» Exercice court 1
Répondez à ces questions sur le texte ci-dessous consacré à l'entente Québec-Ottawa de 1997 :
(a) Combien d'employés fédéraux ont été transférés au gouvernement du Québec ?
(b) Quel gouvernement fédéral a accepté cet accord ?
(c) Avec quelles provinces le gouvernement fédéral a-t-il signé en premier ?
» Exercice court 2
Veuillez poursuivre le texte ci-dessous sur l'entente Québec-Ottawa de 1997 à partir de sa dernière phrase.

» Texte à lire
En avril 1997, Québec et Ottawa signaient une entente de principe prévoyant le transfert au gouvernement du Québec de la conception, de la mise en œuvre et de l’évaluation des mesures actives d’emploi financées à même le Compte d’assurance-emploi. Cette entente bilatérale, qui donnait de nouvelles responsabilités au gouvernement du Québec, s’accompagnait du transfert de 1 022 employés fédéraux et d’un peu plus de 500 millions de dollars par année.

Accepté par le gouvernement Chrétien dans la foulée du référendum sur la souveraineté de 1995, cet accord visait à démontrer que la fédération pouvait encore changer, au moins par la voie d’ententes administratives. En signant d’abord avec l’Alberta, le Nouveau-Brunswick et le Manitoba — qui ne demandaient rien —, le gouvernement fédéral s’était cependant assuré de ne pas créer de situation unique pour le Québec.

» Données sources

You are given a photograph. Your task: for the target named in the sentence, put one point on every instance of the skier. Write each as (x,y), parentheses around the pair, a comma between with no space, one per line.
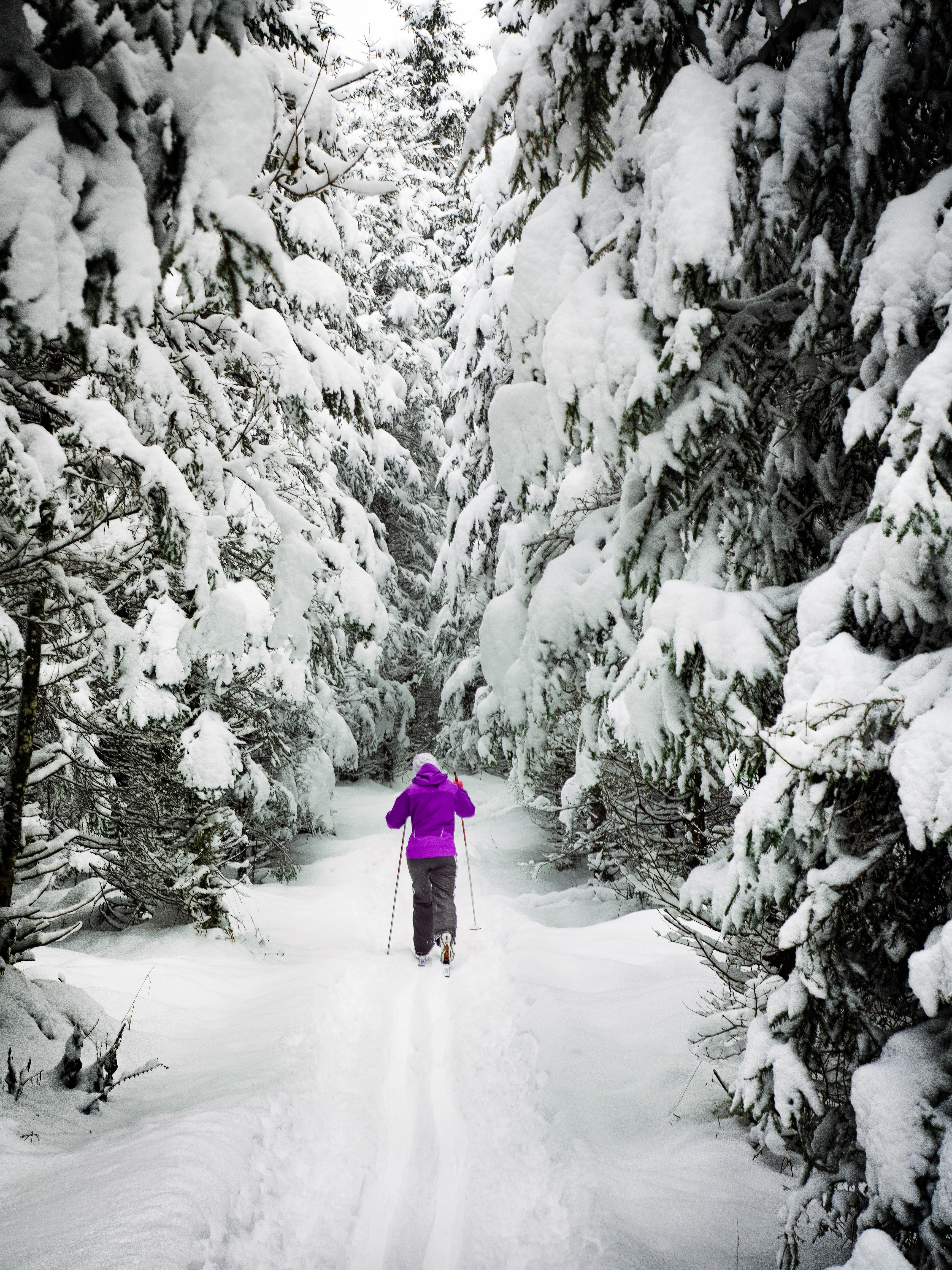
(432,802)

» Réponse écrite 1
(a) 1 022 employés fédéraux.
(b) Le gouvernement Chrétien.
(c) L'Alberta, le Nouveau-Brunswick et le Manitoba.

» Réponse écrite 2
Mais le Québec s’est néanmoins distingué. Pour le gouvernement de Lucien Bouchard, en effet, il ne s’agissait pas simplement de rapatrier une compétence et des ressources financières, mais aussi de mieux asseoir les politiques du marché du travail en intégrant les programmes de formation et d’insertion destinés aux bénéficiaires de l’assurance-emploi et ceux offerts aux prestataires de l’aide sociale et aux autres personnes sans emploi.

Pour ce faire, une nouvelle agence autonome, Emploi-Québec, a été mise en place afin de créer un guichet unique pour tous les services publics d’emploi. L’entente Canada-Québec n’encourageait pas vraiment une telle intégration puisque Ottawa insistait pour que les fonds transférés ne servent qu’à la clientèle de l’assurance-emploi. Mais elle ne l’empêchait pas non plus. Québec a simplement utilisé ses propres fonds pour rejoindre les autres sans-emploi. Aucune autre province n’a fait de même.

Les premiers pas d’Emploi-Québec n’ont pas été faciles. Intégrant des fonctionnaires, des clientèles et des acteurs habituellement à part — notamment le monde patronal-syndical de l’assurance-emploi et l’univers plus bureaucratique et citoyen de l’aide sociale —, la nouvelle agence a connu sa part de difficultés. Dans la première année, notamment, quand les médias traitaient d’Emploi-Québec, c’était en général pour parler de désaccords et de cafouillages.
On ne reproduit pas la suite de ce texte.